Start of Material provided

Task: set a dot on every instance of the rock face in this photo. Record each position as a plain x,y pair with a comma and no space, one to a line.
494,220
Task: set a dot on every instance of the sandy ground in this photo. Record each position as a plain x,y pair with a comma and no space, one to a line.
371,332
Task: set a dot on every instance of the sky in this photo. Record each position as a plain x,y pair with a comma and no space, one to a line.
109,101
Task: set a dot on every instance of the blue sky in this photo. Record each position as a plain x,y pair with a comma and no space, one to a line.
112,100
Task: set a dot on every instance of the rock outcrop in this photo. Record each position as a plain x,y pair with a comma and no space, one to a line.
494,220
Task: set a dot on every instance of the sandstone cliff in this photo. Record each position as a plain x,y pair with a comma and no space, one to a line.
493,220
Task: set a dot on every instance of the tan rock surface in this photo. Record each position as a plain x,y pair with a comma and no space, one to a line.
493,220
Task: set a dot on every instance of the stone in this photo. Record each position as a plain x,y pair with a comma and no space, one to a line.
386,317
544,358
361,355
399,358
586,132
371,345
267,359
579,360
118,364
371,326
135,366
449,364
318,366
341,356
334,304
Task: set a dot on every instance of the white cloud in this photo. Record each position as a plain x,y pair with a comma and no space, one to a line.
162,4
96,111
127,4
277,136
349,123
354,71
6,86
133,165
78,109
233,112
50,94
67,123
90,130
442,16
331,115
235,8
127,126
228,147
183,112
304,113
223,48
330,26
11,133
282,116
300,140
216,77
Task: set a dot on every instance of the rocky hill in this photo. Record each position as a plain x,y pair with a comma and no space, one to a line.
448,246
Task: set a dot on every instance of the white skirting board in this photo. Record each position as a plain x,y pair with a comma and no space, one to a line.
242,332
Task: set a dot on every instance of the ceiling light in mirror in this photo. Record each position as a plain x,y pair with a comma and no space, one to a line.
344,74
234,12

End of Material provided

▸ Instruction: Reproduce each of the items above word for word, with every line unchanged and in its original order.

▸ Task result:
Task: set a dot on every instance of the rock face in this photo. Record each position as a plain x,y pair with a comma and no space, one to a line.
494,220
Task: set a dot on every instance of the sandy ground in this photo. Record each position as a plain x,y pair with a comma and no space, one to a line.
371,332
Task: set a dot on every instance of the sky in this photo. Record each position as a plain x,y pair with a comma and no space, one to a line.
109,101
Task: set a dot on every instance of the blue sky in this photo. Record each position as a plain x,y pair with a comma and no space, one to a line.
112,100
Task: set a dot on every instance of the rock outcrop in this photo. Record each position as a plain x,y pair with a comma and no space, one to a line.
494,220
Task: set a dot on every instance of the sandstone cliff in this photo. Record each position as a plain x,y pair with a comma and no space, one to a line.
493,220
Task: set a dot on every instance of the tan rock surface in this photo. Record each position as a plain x,y pair with a comma and no space, one to a line.
493,220
Task: set a dot on every instance of the stone in this photo. Record each position as a plain x,y pair with a comma and no space, one to a line.
386,317
544,358
361,355
399,358
586,132
371,345
267,359
579,360
118,364
371,326
135,366
449,364
318,366
341,356
334,304
Task: set a dot on every instance of the white cloud in this photo. Record each position as a plain x,y pair with a comma and no space, one to a line.
162,4
96,111
127,4
277,136
349,123
354,71
6,86
133,165
78,109
233,112
50,94
67,123
90,130
442,16
331,115
235,8
127,126
228,147
183,112
304,113
223,48
330,26
11,133
282,116
300,140
216,77
Task: set a dot on every instance of the rocky hill in this photo. Record each position as a plain x,y pair with a comma and no space, one to a line.
448,246
Task: set a dot on every instance of the white skirting board in this photo. Record each position as a plain x,y pair with a comma and no space, one to a line.
242,332
Task: set a dot on every instance of the ceiling light in mirror in this photo. Record each position as a plain x,y pair with a comma and no space, one to a line.
344,74
234,12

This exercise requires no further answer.